**TESTO DELL'ESERCIZIO**

#####

Sabato mattina mi dissero che mi squalificavano e che avrei cantato solo come ospite; risposi che, pur avendo partecipato sei volte, non avevo mai vinto Sanremo: “Mi toglierete la vittoria lunedì mattina, ma io stasera vinco il festival e poi ci vediamo in tribunale”. Pensarono a un accordo, mi proposero secondo, dissi: “Secondo va bene”».
Lei cominciò a cantare grazie alla Baby Records di Freddy Naggiar.

#####

**IL PROBLEMA**
Indica se ciascuna affermazione concorda con il testo dell'esercizio, rispondendo sì o no e citando esattamente le parole del testo che lo stabiliscono: (a) chi parla aveva già vinto Sanremo in una delle partecipazioni precedenti; (b) la squalifica venne comunicata di sabato mattina; (c) chi parla accettò il secondo posto che gli venne proposto.

**INFORMAZIONI FORNITE**
#####

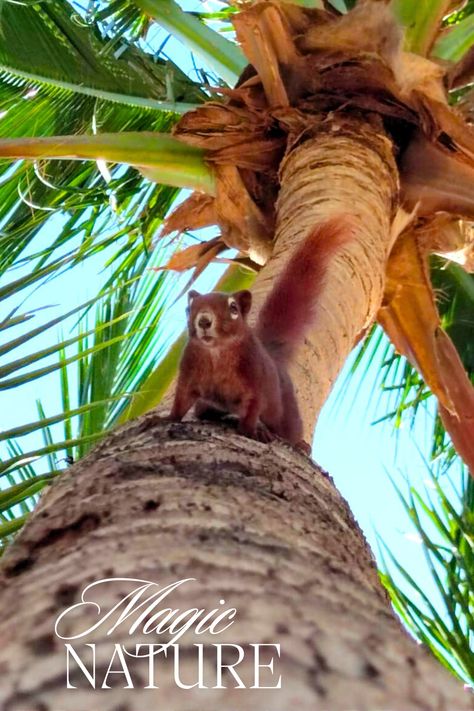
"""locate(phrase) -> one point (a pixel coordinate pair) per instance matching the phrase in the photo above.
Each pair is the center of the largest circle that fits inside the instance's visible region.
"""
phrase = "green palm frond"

#####

**RISPOSTA**
(a) No: «non avevo mai vinto Sanremo».
(b) Sì: «Sabato mattina mi dissero che mi squalificavano».
(c) Sì: «Secondo va bene».